### Challenge:
Convert the entries below into a JSON list of strings, one string per line, starting with the line that contains "Where can you see the player's light" and continuing through the end of the entries, with both ends included. Omit blank lines and the pictures.

### Data excerpts:

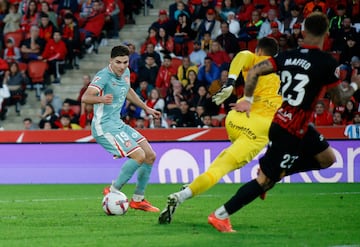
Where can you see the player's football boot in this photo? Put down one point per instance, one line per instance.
(263, 195)
(143, 205)
(166, 215)
(106, 190)
(219, 224)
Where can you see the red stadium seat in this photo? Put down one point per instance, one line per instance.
(16, 36)
(36, 71)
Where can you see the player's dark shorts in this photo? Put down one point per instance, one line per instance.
(288, 154)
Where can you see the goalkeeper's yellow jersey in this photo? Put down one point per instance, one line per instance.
(266, 97)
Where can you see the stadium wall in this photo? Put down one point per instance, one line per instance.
(177, 162)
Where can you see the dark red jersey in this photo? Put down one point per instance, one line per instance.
(305, 73)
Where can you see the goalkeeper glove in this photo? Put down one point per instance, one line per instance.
(225, 92)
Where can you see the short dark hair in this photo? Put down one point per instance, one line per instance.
(316, 24)
(268, 45)
(120, 50)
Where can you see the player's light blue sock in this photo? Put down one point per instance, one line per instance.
(127, 171)
(143, 177)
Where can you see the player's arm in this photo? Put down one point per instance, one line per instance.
(91, 96)
(263, 68)
(340, 96)
(134, 98)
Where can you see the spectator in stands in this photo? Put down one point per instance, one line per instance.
(71, 36)
(28, 124)
(150, 50)
(351, 49)
(30, 18)
(46, 8)
(48, 97)
(183, 35)
(206, 42)
(164, 74)
(312, 5)
(336, 21)
(143, 90)
(149, 71)
(11, 52)
(90, 31)
(86, 117)
(187, 117)
(227, 6)
(190, 84)
(294, 18)
(208, 24)
(155, 101)
(251, 28)
(202, 97)
(67, 110)
(68, 5)
(234, 25)
(16, 81)
(295, 36)
(150, 39)
(228, 41)
(275, 33)
(245, 12)
(4, 94)
(218, 55)
(337, 119)
(265, 28)
(197, 56)
(352, 130)
(112, 24)
(173, 8)
(181, 10)
(32, 47)
(321, 116)
(65, 123)
(183, 70)
(208, 72)
(348, 113)
(134, 57)
(283, 42)
(12, 19)
(172, 100)
(164, 43)
(340, 36)
(49, 115)
(55, 54)
(46, 27)
(165, 22)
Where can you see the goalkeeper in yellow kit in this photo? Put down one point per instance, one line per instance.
(248, 134)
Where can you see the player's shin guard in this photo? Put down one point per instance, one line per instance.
(127, 171)
(246, 194)
(143, 178)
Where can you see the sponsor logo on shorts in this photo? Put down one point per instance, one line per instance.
(243, 130)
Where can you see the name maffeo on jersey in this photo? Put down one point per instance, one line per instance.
(298, 62)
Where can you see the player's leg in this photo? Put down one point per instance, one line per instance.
(316, 153)
(271, 172)
(138, 200)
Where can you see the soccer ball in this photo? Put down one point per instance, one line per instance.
(115, 203)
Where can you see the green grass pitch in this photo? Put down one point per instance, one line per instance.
(71, 215)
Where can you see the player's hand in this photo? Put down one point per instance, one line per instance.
(153, 112)
(242, 106)
(355, 77)
(107, 99)
(222, 94)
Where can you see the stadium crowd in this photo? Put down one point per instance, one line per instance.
(183, 61)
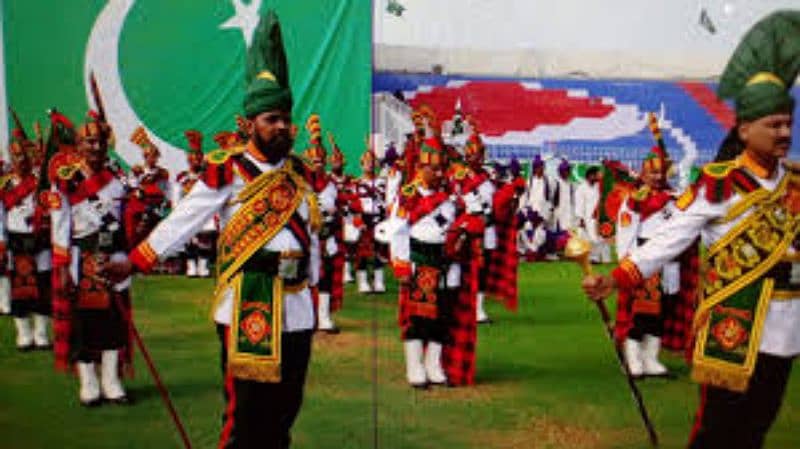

### Exercise result:
[
  "Where can you see the player's light blue sock in this photo? Put down one point per instance, one line per instance.",
  "(127, 171)",
  "(143, 177)",
  "Where can you see the player's arm in this photo? Put down one point per instance, one line per instance.",
  "(91, 96)",
  "(263, 68)",
  "(340, 96)",
  "(134, 98)",
  "Where can you see the spectator in stands in this photo? Put down one point per instance, one line per instance.",
  "(71, 36)",
  "(28, 124)",
  "(150, 50)",
  "(351, 49)",
  "(30, 18)",
  "(46, 8)",
  "(48, 97)",
  "(183, 35)",
  "(206, 42)",
  "(164, 74)",
  "(312, 5)",
  "(336, 21)",
  "(143, 90)",
  "(149, 71)",
  "(11, 52)",
  "(90, 31)",
  "(86, 117)",
  "(187, 117)",
  "(227, 6)",
  "(190, 84)",
  "(294, 18)",
  "(208, 24)",
  "(155, 101)",
  "(251, 28)",
  "(202, 97)",
  "(67, 110)",
  "(68, 5)",
  "(234, 25)",
  "(16, 81)",
  "(295, 36)",
  "(150, 39)",
  "(228, 41)",
  "(275, 33)",
  "(245, 12)",
  "(4, 94)",
  "(218, 55)",
  "(337, 119)",
  "(265, 28)",
  "(197, 56)",
  "(352, 130)",
  "(112, 24)",
  "(173, 8)",
  "(181, 10)",
  "(32, 47)",
  "(321, 116)",
  "(65, 123)",
  "(183, 70)",
  "(208, 72)",
  "(348, 113)",
  "(134, 57)",
  "(283, 42)",
  "(12, 19)",
  "(172, 100)",
  "(164, 43)",
  "(340, 36)",
  "(49, 115)",
  "(55, 54)",
  "(46, 27)",
  "(165, 22)",
  "Where can you see the goalkeeper in yellow kit in this photo? Put down one point per instance, one line per instance.",
  "(248, 134)",
  "Where can you see the player's shin guard in this photo? Put down one point per instance, one line per instance.",
  "(127, 171)",
  "(246, 194)",
  "(143, 178)",
  "Where can you see the sponsor logo on shorts in this photo? Put down one point per instance, one line per instance.",
  "(243, 130)",
  "Where can you see the name maffeo on jersey in this photo? Put down one point per instance, one line per instance.",
  "(298, 62)",
  "Where can you see the player's leg in this photo? Put down one point per instance, one line per instance.",
  "(316, 153)",
  "(271, 172)",
  "(138, 200)",
  "Where can you see the soccer ball in this photo? Put down one point per instance, one line per instance.",
  "(115, 203)",
  "Where can you see the green grass pitch in this photo? Put down one point per instance, one line per instance.",
  "(71, 215)",
  "Where can you see the player's hand in this photo? Put down one point per instance, one line per instance.",
  "(153, 112)",
  "(242, 106)",
  "(355, 77)",
  "(107, 99)",
  "(222, 94)",
  "Where can you see the stadium crowd in this photo? Put down one point per instance, one line per instance.",
  "(183, 61)"
]